BAŞKANIMIZ
SELAHATTİN EKİCİOĞLU: KADINLARIN YÖNETİMDE EKSİK TEMSİLİ SADECE BİR KADIN
SORUNU DEĞİL, AYNI ZAMANDA BİR DEMOKRASİ SORUNUDUR!
Belediye Selahattin Ekicioğlu, 5 Aralık
1934’te Türkiye Büyük Millet Meclisi tarafından kadınlara seçme ve seçilme
hakkı tanıyan yasanın yıldönümü nedeniyle bir açıklama yaptı. Başkanımız
Ekicioğlu, açıklamasında şunları ifade etti:
“Bugün Dünya ve ülke nüfusunun yarısını
oluşturan, evrensel insan hakları ilkeleri, uluslararası ve ulusal mevzuatça
eşit birey olan kadınların ne yazık ki yönetsel açıdan aynı eşitliğe sahip
olmadıklarını görüyoruz.
Ulu
Önderimiz Mustafa Kemal Atatürk, Kadınlara seçme ve seçilme hakkının verildiği
yasanın çıkarılışındaki amaç ve umudunu “Bu karar Türk kadınına sosyal ve
siyasal hayatta bütün milletlerin üstünde yer vermiştir. Çarşaf içinde, peçe
altında ve kafes arkasındaki Türk kadınını artık tarihlerde aramak lazım gelecektir.”
diyerek Kadınların, Cumhuriyet Devrimleri ile tanınan sosyal, kültürel ve
hukuki haklar sayesinde toplumda büyük ölçüde erkeklerle eşit haklara sahip
olmalarını hedeflemiştir.
========
> [Görev A]:
Kadınların yönetimde temsiliyle ilgili metin parçasına göre aşağıdaki soruları cevaplayınız.
(i) 5 Aralık 1934'te kadınlara seçme ve seçilme hakkı tanıyan yasayı hangi kurum çıkarmıştır?
(ii) Kadınlar, dünya ve ülke nüfusunun ne kadarını oluşturmaktadır?
(iii) Atatürk'ün sözlerine göre bu karar, Türk kadınına hangi alanlarda bütün milletlerin üstünde yer vermiştir?
> [Görev B]: Metin parçasında "Ulu Önderimiz Mustafa Kemal Atatürk" diye başlayan paragrafı, temel bilgilerini koruyarak daha kısa biçimde yeniden yazınız.

[Nesnelerin nerede göründüğüne ilişkin veri kümesi satırları]
========
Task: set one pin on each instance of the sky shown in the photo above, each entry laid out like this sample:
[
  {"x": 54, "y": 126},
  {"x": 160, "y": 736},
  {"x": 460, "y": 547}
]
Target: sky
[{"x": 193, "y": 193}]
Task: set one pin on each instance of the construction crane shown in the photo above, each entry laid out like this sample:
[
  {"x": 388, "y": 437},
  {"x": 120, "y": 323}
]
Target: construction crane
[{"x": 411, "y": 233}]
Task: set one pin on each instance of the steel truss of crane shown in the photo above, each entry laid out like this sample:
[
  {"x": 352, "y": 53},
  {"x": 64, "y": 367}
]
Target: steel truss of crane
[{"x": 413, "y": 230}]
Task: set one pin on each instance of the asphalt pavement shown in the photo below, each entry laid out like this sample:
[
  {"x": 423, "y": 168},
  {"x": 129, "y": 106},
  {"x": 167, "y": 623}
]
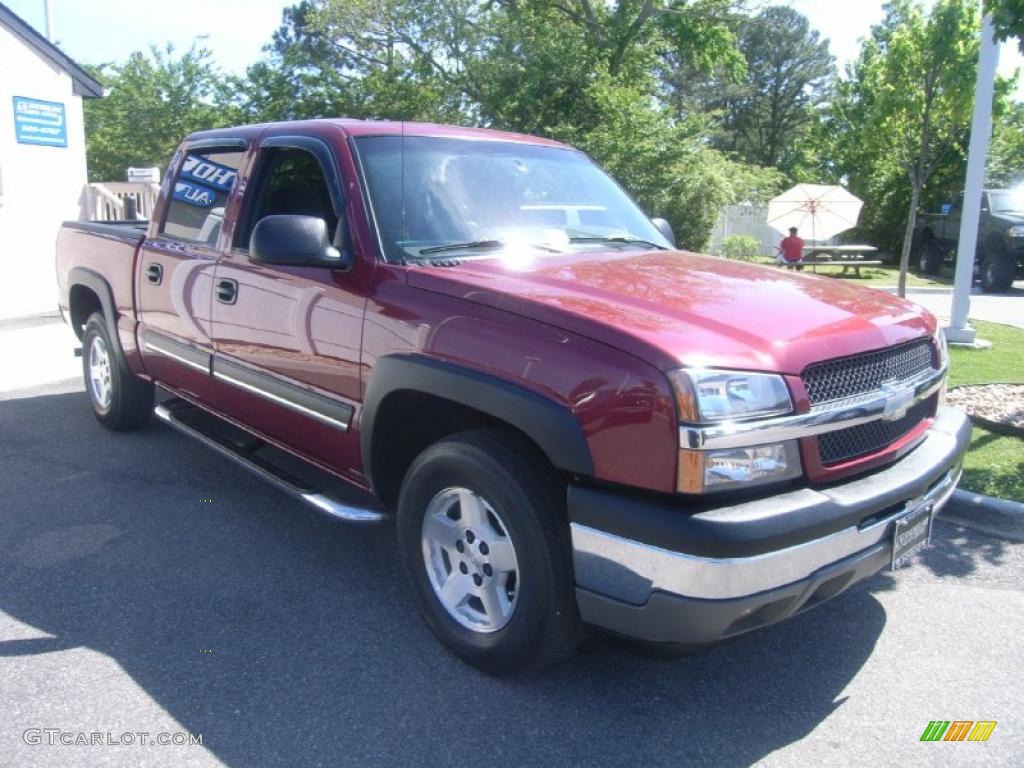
========
> [Cevap A]:
(i) Türkiye Büyük Millet Meclisi
(ii) Yarısını
(iii) Sosyal ve siyasal hayatta

> [Cevap B]: Mustafa Kemal Atatürk, kadınlara seçme ve seçilme hakkı veren yasayla, kadınların Cumhuriyet Devrimleri ile tanınan sosyal, kültürel ve hukuki haklar sayesinde toplumda büyük ölçüde erkeklerle eşit haklara sahip olmasını hedeflemiştir. Atatürk'e göre bu karar, Türk kadınına sosyal ve siyasal hayatta bütün milletlerin üstünde yer vermiştir. Çarşaf içindeki, peçe altındaki ve kafes arkasındaki Türk kadınını artık tarihlerde aramak gerekecektir.